■ PROBLEMS TO SOLVE ■
1 – In the passage on U.S. asylum policy, what did Bill Barr do immediately, according to the text?
2 – Continue the passage on U.S. asylum policy from its final sentence.

His sycophantic successor, Bill Barr, an immigration hard-liner, immediately picked up the thread by eliminating bond for most individuals who had passed credible fear. Under Barr, the EOIR has boldly and publicly abandoned any semblance of due process, fairness, or unbiased decision making in favor of becoming an Administration anti-asylum propaganda factory. Just last week they put out a “bogus fact sheet” of lies about the asylum process and the dedicated lawyers trying to help asylum seekers. The gist was that the public should believe that almost all asylum seekers from the Northern Triangle are mala fide and that getting them attorneys and explaining their rights are a waste of time and money.

In the meantime, the Administration has refused to promptly process asylum applicants at ports of entry; made those who have passed credible fear “wait in Mexico” in dangerous and sometimes life-threatening conditions; unsuccessfully tried to suspend the law allowing those who enter the U.S. between ports of entry to apply for asylum; expanded the “New American Gulag” with tent cities and more inhumane prisons — dehumanizingly referred to as “beds” as if they existed without reference to those humans confined to them;illegally reprogrammed money that could have gone for additional humanitarian assistance to a stupid and unnecessary “wall;” and threatened to “dump” asylum seekers to “punish” so-called “sanctuary cities.” Perhaps most outrageously, in violation of clear statutory mandates, they have replaced trained Asylum Officers in the “credible fear” process with totally unqualified Border Patrol Agents whose job is to make the system “adversarial” and to insure that fewer individuals pass “credible fear.”

■ MATERIAL PROVIDED ■
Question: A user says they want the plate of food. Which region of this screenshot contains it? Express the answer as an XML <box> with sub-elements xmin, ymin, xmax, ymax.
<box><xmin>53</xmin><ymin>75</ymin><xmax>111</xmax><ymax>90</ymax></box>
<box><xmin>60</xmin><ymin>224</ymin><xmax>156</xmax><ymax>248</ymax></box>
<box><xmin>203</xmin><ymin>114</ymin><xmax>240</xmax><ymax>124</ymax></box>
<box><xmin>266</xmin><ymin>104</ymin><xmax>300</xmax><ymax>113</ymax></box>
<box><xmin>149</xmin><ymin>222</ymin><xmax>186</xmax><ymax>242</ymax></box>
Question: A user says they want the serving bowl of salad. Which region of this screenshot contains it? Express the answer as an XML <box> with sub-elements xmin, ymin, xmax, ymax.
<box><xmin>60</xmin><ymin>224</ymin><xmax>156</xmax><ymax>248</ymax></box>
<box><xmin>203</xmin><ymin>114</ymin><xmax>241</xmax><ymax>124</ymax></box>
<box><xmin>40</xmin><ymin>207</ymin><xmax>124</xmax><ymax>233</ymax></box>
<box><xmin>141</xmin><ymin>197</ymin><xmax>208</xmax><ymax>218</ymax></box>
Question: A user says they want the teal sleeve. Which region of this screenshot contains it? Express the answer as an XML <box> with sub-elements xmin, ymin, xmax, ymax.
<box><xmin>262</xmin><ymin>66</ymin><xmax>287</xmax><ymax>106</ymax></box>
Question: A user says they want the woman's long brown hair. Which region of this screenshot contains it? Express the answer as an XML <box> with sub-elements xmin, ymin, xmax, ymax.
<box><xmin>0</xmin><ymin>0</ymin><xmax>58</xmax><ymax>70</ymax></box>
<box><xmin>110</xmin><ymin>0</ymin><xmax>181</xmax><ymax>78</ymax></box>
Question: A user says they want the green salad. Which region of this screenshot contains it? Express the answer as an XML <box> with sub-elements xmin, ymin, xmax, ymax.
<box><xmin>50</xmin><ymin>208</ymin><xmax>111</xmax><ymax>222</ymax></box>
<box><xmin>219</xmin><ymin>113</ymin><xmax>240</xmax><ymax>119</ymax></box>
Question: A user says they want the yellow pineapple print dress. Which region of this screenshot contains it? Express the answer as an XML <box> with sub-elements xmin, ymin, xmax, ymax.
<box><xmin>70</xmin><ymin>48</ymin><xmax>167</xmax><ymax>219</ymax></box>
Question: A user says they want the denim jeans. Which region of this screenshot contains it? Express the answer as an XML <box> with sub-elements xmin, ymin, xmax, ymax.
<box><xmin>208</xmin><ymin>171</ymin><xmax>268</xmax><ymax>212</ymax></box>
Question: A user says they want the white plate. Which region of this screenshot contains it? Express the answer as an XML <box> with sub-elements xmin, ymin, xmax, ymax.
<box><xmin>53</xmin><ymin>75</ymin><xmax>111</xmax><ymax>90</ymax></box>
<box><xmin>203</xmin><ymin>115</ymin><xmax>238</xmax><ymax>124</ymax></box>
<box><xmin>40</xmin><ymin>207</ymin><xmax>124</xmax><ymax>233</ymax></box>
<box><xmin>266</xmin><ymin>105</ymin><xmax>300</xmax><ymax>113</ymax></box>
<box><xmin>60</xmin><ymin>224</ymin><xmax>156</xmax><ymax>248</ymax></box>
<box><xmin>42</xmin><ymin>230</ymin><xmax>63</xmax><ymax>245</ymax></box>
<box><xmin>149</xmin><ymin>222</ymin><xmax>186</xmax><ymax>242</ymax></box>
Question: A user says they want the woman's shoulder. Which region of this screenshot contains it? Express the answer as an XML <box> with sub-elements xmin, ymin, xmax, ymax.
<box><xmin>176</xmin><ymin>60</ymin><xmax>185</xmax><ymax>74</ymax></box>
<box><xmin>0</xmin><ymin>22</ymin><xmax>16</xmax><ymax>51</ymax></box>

■ ANSWERS TO EACH TASK ■
1 – He eliminated bond for most individuals who had passed credible fear.

2 –
The Administration says the fact that the “credible fear” pass rate is much higher than the asylum grant rate is evidence that the system is being “gamed.” That’s nativist BS! The, reality is just the opposite: that so many of those who pass credible fear are eventually rejected by Immigration Judges shows that something is fundamentally wrong with the Immigration Court system. Under pressure to produce and with too many biased, untrained, and otherwise unqualified “judges,” many claims that should be granted are being wrongfully denied.

Today, the Immigration Courts have become an openly hostile environment for asylum seekers and their representatives. Sadly, the Article III Courts aren’t much better, having largely “swallowed the whistle” on a system that every day blatantly mocks due process, the rule of law, and fair and unbiased treatment of asylum seekers. Many Article IIIs continue to “defer” to decisions produced not by “expert tribunals,” but by a fraudulent court system that has replaced due process with expediency and enforcement.

But, all is not lost. Even in this toxic environment, there are pockets of judges at both the administrative and Article III level who still care about their oaths of office and are continuing to grant asylum to battered women and other refugees from the Northern Triangle. Indeed, I have been told that more than 60 gender-based cases from Northern Triangle countries have beengranted by Immigration Judges across the country even after Sessions’s blatant attempt to snuff out protection for battered women in Matter of A-B-. Along with dependent family members, that means hundreds of human lives of refugees saved, even in the current age.

Also significantly, by continuing to insist that asylum seekers from the Northern Triangle be treated fairly in accordance with due process and the applicable laws, we are making a record of the current legal and constitutional travesty for future generations. We are building a case for an independent Article I Immigration Court, for resisting nativist calls for further legislative restrictions on the rights of asylum seekers, and for eventually holding the modern day “Jim Crows” who have abused the rule of law and human values, at all levels of our system, accountable, before the “court of history” if nothing else!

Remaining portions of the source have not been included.